Exercise:
Can you copy the records word for word, starting at the line that contains "point: the chin" and ending at the line that contains "point: the window", with both of those lines included?

Location identification records:
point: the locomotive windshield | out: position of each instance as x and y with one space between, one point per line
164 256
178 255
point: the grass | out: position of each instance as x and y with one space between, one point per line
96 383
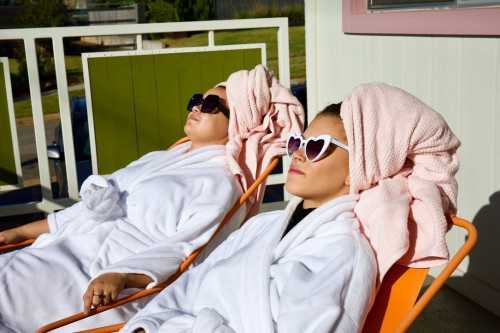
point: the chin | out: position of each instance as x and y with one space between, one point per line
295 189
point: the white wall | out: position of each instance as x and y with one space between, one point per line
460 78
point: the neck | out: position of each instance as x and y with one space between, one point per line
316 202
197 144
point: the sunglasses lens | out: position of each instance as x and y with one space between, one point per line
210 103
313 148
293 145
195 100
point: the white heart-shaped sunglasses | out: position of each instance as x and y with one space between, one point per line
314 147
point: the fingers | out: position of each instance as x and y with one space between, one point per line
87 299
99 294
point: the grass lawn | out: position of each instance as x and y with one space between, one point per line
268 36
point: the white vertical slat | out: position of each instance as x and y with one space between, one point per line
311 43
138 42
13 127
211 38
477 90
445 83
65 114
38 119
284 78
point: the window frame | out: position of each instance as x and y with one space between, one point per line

...

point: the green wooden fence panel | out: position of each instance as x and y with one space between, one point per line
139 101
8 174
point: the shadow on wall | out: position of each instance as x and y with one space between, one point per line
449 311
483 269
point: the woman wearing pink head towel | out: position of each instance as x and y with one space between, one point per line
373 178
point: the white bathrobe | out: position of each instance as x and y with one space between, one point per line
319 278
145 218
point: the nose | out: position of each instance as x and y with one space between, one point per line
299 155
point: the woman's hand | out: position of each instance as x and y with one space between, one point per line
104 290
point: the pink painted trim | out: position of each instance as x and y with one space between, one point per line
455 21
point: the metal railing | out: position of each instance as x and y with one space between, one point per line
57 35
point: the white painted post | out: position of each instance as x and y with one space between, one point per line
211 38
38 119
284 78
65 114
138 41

* * *

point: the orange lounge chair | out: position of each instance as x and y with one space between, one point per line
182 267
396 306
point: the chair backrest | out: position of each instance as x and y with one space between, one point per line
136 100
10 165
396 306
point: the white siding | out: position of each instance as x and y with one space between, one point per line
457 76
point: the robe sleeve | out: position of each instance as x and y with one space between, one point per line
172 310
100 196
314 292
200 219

Result of this exercise:
point: the chin | out: position of each instance as x and y with one space between, one point per line
295 189
point: the white wall | out: position of each instance as x and y with one space between, one point per line
460 78
point: the neck | out: position of each instance as x and y with one space between, one point per line
316 202
197 144
point: the sunglasses lens | out: position of each instance as x and y with one space between, one point per line
210 103
313 148
293 145
195 100
point: the white heart-shaped sunglasses | out: position of each instance as x and y with one space between, one point per line
314 147
point: the fingers | out: position of each instance as x and y with one space between, one point per line
87 299
99 294
point: the grass lawn | out: position of each instance as x and y with one space between, one point per line
268 36
point: the white vertical slat | out: position of each instance as x and y with one space between, one point per line
311 43
138 42
13 127
211 38
477 90
445 83
65 114
38 119
284 78
point: the window frame | out: position of each instance as x and y with one space between, one point per line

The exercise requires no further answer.